| Supplied passage |
# door panels



## KellyB (Mar 1, 2015)

I have a door which will require a panel 12 13/16 in width. I also have two pieces for the panel which are 5 7/8" after milling X2 = 11 3/4" which leaves just a bit over an inch I need to make up.

Given that I can successfully match the face to my satisfaction, is there any reason not to use a 1+ inch strip down the middle?

Thanks.


----------



## longgone (May 5, 2009)

There is no reason why this would not work. I made 2 frame & panel doors with a contrasting wood center strip in the panel for some end tables and it made for a really nice appearance …


----------



## joey502 (Mar 30, 2014)

There is no reason not to add the strip, it will be fine.


----------



## KellyB (Mar 1, 2015)

Whew! thank you.
I couldn't think why it would be a problem, but I have thought that before with notsogood results.

Onward!


----------



## NoThanks (Mar 19, 2014)

Without knowing what type of wood, 
and you saying your happy with the face match, all is good.

Personally though, depending on wood type, color, where it's going etc. etc… 
I might consider adding 1/2" to both sides. 
I don't care, myself, for having the 1" strip down the middle.


----------



## bigblockyeti (Sep 9, 2013)

If you can match it, go for it, there's no mechanical disadvantage being created.


----------

| Raw data |
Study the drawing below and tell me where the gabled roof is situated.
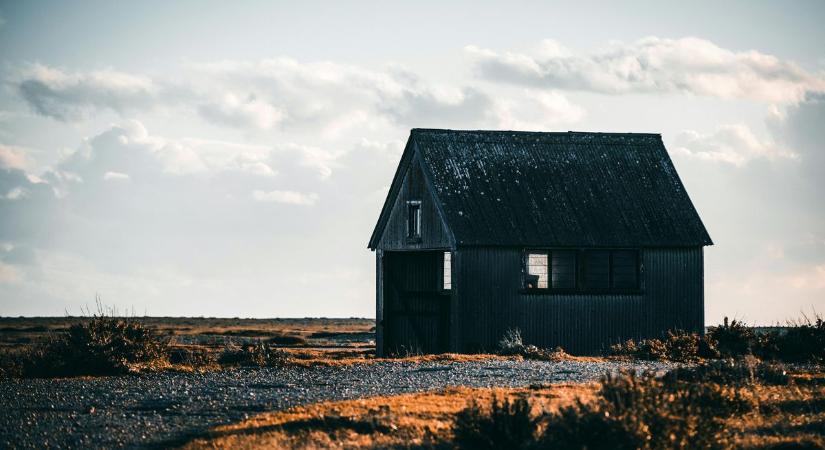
[369,129,713,248]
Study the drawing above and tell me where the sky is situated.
[0,1,825,324]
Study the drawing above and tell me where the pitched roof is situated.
[370,129,712,248]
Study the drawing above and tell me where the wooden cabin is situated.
[369,129,712,355]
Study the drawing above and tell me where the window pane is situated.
[611,250,639,289]
[526,253,547,289]
[550,250,576,289]
[444,252,453,290]
[584,251,610,289]
[407,201,421,237]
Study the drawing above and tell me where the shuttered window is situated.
[584,250,610,289]
[524,249,640,293]
[441,252,453,291]
[407,200,421,238]
[610,250,639,289]
[525,252,547,289]
[524,250,576,289]
[550,250,576,289]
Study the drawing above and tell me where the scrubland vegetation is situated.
[0,313,825,450]
[610,317,825,363]
[188,357,825,450]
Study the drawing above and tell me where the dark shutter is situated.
[584,250,610,290]
[550,250,576,289]
[611,250,639,289]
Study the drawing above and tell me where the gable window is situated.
[407,200,421,238]
[441,252,453,291]
[525,250,576,289]
[524,249,640,292]
[525,252,547,289]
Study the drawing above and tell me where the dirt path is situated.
[0,361,667,448]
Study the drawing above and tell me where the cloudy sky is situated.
[0,1,825,324]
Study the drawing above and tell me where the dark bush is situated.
[3,313,166,378]
[610,330,719,362]
[662,357,791,386]
[540,373,754,449]
[537,403,645,450]
[169,347,215,367]
[708,317,755,358]
[775,317,825,362]
[218,341,287,367]
[266,334,307,345]
[453,397,536,450]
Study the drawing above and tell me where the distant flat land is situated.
[0,316,375,350]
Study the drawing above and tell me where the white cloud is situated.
[466,37,825,103]
[0,187,29,200]
[492,90,585,131]
[0,261,21,284]
[9,58,582,132]
[671,124,798,166]
[103,171,129,181]
[198,94,286,129]
[252,190,318,206]
[12,64,161,121]
[0,144,31,170]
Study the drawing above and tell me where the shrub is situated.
[3,308,166,378]
[536,402,645,450]
[708,317,755,358]
[498,328,524,355]
[218,341,287,367]
[776,317,825,362]
[169,347,215,366]
[662,357,791,386]
[453,397,536,450]
[540,372,754,449]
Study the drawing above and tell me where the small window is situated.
[441,252,453,291]
[550,250,576,289]
[524,249,640,293]
[584,250,610,290]
[407,200,421,238]
[525,253,547,289]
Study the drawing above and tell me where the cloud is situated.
[198,94,286,129]
[491,90,585,131]
[0,261,21,284]
[672,124,798,166]
[0,187,29,200]
[466,37,825,103]
[9,58,583,132]
[103,171,129,181]
[0,144,31,170]
[252,190,318,206]
[12,64,161,121]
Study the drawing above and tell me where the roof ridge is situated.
[410,128,662,137]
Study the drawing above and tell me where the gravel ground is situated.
[0,361,668,448]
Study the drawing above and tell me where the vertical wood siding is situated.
[378,154,450,250]
[453,247,704,354]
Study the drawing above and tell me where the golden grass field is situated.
[184,373,825,449]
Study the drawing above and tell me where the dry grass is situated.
[0,317,375,348]
[185,373,825,449]
[185,384,596,449]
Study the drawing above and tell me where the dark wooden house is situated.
[369,129,712,355]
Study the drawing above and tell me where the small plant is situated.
[3,301,166,378]
[662,356,791,386]
[169,347,215,367]
[453,397,536,450]
[708,317,755,358]
[540,372,754,449]
[218,341,287,367]
[498,328,524,355]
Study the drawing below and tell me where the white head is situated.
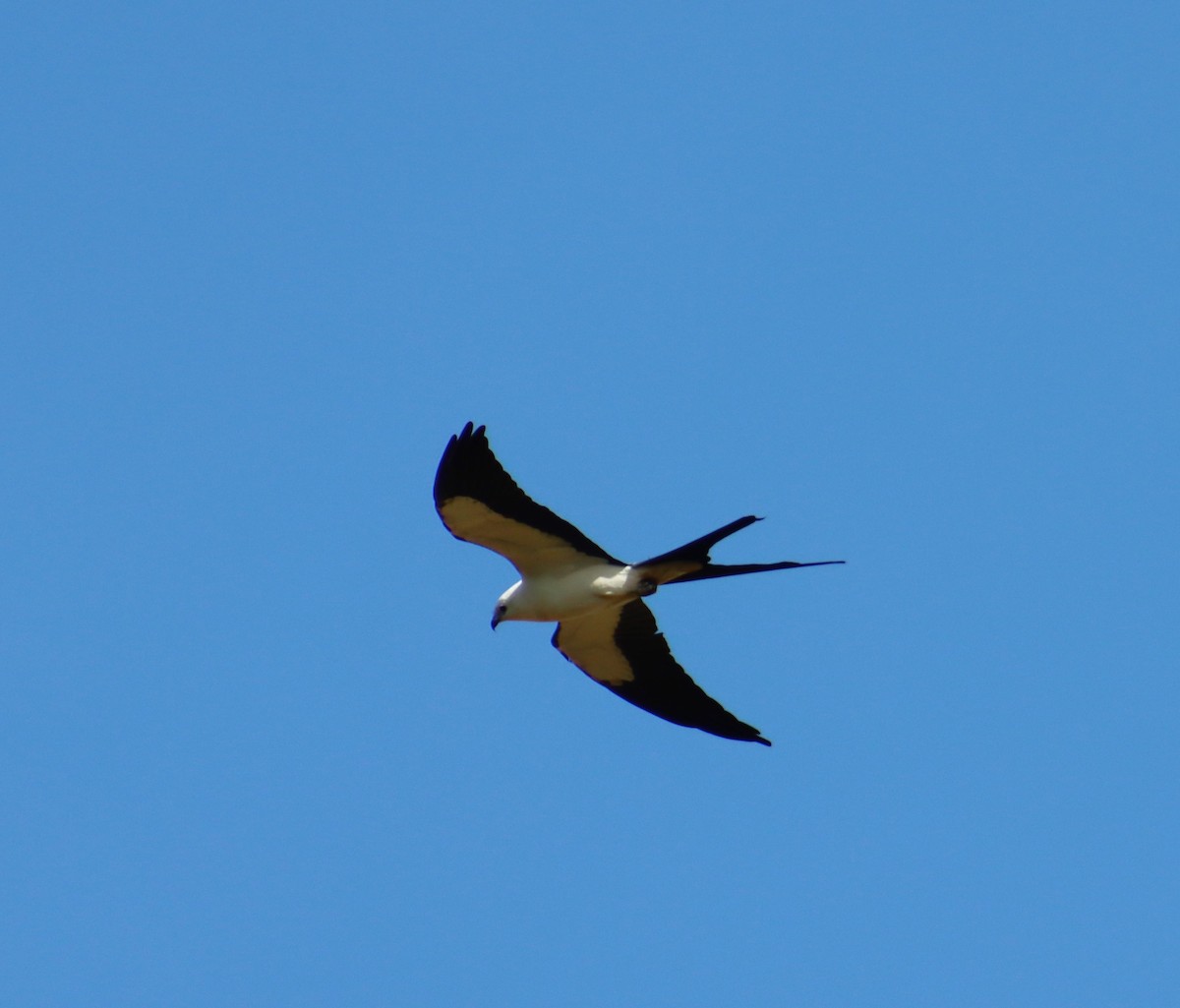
[492,581,524,630]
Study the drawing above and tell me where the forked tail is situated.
[632,514,844,584]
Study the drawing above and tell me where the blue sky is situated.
[0,0,1180,1008]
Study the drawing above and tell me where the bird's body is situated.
[496,563,655,623]
[435,424,843,746]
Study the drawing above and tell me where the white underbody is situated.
[497,563,655,623]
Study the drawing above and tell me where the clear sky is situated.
[0,0,1180,1008]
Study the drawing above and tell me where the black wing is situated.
[554,600,771,746]
[435,424,623,575]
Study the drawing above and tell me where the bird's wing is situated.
[435,424,623,577]
[554,600,771,746]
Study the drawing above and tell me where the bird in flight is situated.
[435,424,844,746]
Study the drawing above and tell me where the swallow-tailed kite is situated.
[435,424,844,746]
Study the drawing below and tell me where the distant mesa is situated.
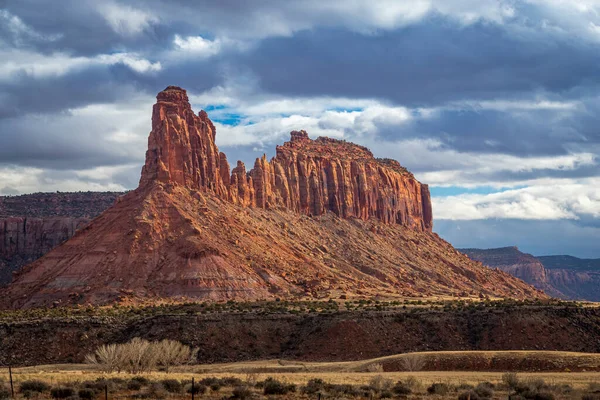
[0,86,545,308]
[460,246,600,301]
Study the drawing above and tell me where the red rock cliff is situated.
[140,86,433,231]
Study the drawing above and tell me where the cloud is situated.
[0,50,161,83]
[0,0,600,251]
[434,219,600,258]
[433,178,600,220]
[0,96,154,170]
[173,35,221,57]
[98,2,158,36]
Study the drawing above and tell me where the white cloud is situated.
[98,2,158,36]
[0,9,61,45]
[432,178,600,220]
[0,166,126,195]
[0,49,162,82]
[173,35,223,57]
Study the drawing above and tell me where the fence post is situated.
[8,365,15,399]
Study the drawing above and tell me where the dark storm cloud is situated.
[370,107,600,157]
[242,17,600,107]
[0,0,178,56]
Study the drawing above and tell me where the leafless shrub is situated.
[85,338,197,374]
[150,339,198,372]
[402,353,425,372]
[369,375,394,393]
[85,344,124,372]
[367,363,383,372]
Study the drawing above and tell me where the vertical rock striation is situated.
[140,86,433,231]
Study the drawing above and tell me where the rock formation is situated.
[140,86,433,231]
[0,87,545,308]
[0,192,122,286]
[460,247,600,301]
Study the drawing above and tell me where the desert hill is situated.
[0,87,544,308]
[460,247,600,301]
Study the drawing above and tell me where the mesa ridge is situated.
[140,86,433,231]
[0,86,546,308]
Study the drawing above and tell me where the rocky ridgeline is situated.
[0,192,123,286]
[0,192,124,219]
[0,87,545,308]
[461,247,600,301]
[140,86,433,231]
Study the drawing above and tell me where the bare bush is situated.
[401,353,425,372]
[85,344,125,372]
[85,338,196,374]
[152,339,198,372]
[369,375,394,393]
[367,363,383,372]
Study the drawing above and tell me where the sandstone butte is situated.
[0,86,545,308]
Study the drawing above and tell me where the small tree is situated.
[153,339,197,373]
[85,344,125,372]
[402,353,425,372]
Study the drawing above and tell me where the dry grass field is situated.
[0,351,600,400]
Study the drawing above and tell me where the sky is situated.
[0,0,600,258]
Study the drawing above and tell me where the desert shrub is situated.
[0,387,10,400]
[77,388,96,400]
[231,386,252,400]
[502,372,520,390]
[131,376,150,386]
[198,377,221,386]
[458,390,480,400]
[404,376,421,391]
[588,382,600,393]
[127,379,142,390]
[580,393,600,400]
[85,338,192,374]
[219,376,244,387]
[50,386,75,399]
[527,379,547,391]
[525,392,554,400]
[160,379,182,393]
[19,379,50,393]
[85,344,125,372]
[155,339,198,372]
[301,379,325,395]
[146,382,169,399]
[366,363,383,372]
[185,383,206,394]
[475,382,495,399]
[369,375,394,393]
[401,353,425,371]
[427,383,450,396]
[392,381,412,396]
[263,378,296,395]
[326,384,360,398]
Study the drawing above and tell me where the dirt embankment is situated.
[0,307,600,365]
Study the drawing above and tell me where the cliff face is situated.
[538,255,600,301]
[0,87,545,308]
[0,217,89,285]
[140,87,433,231]
[460,247,600,301]
[0,192,122,286]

| Exercise instructions |
1) In the door panels thread, what panel width does KellyB's door require?
2) Reproduce word for word the part of the door panels thread starting at "Without knowing what" and ending at "to both sides.".
3) List every distinct username that posts in the door panels thread.

| Answers in order |
1) 12 13/16 inches.

2)
Without knowing what type of wood, 
and you saying your happy with the face match, all is good.

Personally though, depending on wood type, color, where it's going etc. etc… 
I might consider adding 1/2" to both sides.

3) KellyB, longgone, joey502, NoThanks, bigblockyeti